WHAT YOU SHOULD DO
Below is a listing; repeat exactly the lines from the one containing "Exercise. Tag the ceiling in" to the one containing "Exercise. Tag the kitchen breakfast", both included.

SOURCE RECORDS
* * *

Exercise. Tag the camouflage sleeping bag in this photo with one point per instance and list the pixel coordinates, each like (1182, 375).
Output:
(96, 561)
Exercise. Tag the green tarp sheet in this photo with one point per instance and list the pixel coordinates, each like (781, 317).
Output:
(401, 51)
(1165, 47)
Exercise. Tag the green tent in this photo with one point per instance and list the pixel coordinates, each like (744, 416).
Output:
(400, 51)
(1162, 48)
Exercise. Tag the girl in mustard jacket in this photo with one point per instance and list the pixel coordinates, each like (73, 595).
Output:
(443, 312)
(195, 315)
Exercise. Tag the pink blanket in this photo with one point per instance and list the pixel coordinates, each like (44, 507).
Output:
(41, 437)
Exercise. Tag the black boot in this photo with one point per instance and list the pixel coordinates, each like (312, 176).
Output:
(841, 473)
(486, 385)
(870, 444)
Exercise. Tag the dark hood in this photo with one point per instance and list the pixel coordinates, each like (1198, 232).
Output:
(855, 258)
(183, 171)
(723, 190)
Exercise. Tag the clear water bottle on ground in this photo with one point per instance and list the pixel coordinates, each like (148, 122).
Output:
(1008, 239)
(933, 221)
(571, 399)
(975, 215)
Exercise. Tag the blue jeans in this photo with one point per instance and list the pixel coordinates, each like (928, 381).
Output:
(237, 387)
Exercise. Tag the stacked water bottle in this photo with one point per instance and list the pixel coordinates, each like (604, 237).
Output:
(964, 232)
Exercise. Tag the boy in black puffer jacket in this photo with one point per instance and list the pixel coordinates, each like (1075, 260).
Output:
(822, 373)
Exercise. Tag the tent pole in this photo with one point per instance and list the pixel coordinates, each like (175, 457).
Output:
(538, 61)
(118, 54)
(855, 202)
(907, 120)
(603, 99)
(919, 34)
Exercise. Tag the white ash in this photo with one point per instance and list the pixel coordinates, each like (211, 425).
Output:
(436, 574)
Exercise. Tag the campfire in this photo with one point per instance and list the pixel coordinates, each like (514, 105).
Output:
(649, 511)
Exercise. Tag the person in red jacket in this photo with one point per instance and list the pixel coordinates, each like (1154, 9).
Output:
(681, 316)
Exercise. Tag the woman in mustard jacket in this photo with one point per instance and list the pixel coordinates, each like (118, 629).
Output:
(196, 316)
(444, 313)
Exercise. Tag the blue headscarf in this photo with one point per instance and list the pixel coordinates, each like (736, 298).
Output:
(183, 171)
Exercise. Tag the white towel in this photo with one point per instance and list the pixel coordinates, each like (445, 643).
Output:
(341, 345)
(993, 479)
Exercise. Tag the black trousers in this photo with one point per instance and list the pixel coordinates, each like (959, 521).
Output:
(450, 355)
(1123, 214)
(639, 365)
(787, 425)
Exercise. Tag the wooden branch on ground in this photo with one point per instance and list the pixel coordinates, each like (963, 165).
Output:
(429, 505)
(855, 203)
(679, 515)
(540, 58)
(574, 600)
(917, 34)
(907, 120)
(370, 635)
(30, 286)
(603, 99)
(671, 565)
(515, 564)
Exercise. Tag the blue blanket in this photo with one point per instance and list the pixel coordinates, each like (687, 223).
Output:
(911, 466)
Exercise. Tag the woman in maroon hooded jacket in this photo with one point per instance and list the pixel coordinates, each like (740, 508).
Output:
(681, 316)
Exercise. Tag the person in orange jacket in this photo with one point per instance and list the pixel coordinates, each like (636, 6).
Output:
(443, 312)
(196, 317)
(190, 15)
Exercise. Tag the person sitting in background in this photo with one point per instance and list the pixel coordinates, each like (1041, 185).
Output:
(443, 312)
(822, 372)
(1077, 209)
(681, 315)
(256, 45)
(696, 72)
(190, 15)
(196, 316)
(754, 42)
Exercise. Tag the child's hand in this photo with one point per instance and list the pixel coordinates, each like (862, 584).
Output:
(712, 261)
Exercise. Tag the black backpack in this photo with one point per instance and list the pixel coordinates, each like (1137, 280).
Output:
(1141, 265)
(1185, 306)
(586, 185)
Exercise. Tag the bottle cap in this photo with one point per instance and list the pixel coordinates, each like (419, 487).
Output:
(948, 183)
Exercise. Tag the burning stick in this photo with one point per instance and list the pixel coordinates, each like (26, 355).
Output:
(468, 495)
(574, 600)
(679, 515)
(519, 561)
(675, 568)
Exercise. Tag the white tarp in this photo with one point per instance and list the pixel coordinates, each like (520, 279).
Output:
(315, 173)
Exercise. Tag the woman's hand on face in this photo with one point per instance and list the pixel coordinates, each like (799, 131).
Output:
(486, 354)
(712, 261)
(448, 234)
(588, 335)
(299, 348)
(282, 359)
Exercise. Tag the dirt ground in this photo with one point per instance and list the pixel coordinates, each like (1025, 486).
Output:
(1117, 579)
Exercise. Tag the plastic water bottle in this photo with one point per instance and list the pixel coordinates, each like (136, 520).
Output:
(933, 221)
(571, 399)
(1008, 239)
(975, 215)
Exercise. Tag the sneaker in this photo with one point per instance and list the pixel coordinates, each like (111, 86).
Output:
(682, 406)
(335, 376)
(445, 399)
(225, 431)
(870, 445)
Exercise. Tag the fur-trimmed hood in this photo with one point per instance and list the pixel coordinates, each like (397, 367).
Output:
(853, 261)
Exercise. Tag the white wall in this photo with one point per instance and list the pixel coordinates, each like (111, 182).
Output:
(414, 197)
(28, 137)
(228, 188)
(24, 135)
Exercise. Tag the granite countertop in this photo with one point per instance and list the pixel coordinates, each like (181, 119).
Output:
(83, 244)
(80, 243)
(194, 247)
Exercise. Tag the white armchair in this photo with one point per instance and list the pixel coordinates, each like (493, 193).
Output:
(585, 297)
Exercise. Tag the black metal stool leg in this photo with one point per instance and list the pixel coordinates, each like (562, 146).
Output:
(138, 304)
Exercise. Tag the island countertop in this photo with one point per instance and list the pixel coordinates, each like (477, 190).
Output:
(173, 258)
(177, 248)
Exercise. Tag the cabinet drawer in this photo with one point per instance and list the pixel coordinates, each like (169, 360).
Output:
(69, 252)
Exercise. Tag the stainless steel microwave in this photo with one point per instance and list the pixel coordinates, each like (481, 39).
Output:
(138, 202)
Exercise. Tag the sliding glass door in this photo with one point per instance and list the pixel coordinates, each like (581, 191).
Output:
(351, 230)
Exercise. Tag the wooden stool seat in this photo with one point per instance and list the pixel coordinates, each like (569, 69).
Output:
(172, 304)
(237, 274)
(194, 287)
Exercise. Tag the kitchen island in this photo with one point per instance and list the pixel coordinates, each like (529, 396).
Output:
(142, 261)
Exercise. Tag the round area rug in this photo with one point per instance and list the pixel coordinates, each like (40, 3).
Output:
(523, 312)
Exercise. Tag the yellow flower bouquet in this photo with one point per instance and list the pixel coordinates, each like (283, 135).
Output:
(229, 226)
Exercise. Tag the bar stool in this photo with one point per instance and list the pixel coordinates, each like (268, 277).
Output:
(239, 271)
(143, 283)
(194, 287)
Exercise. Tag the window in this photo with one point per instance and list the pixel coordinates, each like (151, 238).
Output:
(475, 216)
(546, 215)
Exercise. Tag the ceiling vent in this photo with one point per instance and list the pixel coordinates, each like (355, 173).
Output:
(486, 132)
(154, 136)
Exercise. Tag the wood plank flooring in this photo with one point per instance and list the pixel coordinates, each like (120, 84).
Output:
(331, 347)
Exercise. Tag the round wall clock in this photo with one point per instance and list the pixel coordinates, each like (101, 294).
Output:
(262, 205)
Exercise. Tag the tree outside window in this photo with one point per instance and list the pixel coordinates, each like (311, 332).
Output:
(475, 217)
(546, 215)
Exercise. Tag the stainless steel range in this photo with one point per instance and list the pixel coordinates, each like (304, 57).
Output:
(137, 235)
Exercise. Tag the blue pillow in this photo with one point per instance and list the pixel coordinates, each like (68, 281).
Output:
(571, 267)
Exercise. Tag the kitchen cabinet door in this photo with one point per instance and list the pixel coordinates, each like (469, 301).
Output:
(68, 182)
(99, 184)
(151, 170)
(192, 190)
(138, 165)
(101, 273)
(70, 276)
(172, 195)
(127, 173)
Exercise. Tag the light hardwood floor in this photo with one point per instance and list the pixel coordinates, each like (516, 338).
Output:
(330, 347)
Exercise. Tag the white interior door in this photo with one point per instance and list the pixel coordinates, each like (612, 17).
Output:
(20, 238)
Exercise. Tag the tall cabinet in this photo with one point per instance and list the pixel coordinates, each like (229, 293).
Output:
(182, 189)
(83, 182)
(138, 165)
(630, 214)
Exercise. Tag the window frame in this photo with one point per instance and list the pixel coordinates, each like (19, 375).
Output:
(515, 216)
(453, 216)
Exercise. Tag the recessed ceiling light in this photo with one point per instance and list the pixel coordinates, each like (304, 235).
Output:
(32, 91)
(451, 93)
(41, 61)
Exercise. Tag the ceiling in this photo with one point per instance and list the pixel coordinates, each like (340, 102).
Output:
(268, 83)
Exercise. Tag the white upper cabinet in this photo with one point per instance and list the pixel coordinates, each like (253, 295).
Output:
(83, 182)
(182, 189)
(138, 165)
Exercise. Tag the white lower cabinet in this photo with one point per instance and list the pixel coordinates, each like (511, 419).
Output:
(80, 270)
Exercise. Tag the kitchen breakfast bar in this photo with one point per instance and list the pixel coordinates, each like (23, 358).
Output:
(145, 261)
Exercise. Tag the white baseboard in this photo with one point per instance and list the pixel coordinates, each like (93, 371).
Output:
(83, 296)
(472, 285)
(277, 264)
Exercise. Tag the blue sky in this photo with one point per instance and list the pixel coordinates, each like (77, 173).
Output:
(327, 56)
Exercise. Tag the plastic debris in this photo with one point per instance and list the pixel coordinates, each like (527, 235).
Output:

* * *

ANSWER TO THIS EXERCISE
Exercise. Tag the ceiling in this photo with one point per instance and list the pixel coordinates, each like (340, 102).
Output:
(268, 83)
Exercise. Tag the white upper cabinet in this photo with one point per instance and list the pixel coordinates, each like (253, 295).
Output:
(83, 182)
(182, 189)
(138, 165)
Exercise. Tag the white lower cabinet in this photo with one point per instance and list the pixel coordinates, each like (511, 419).
Output:
(80, 270)
Exercise. Tag the kitchen breakfast bar in this photo with one point per instance and list the pixel coordinates, each like (23, 358).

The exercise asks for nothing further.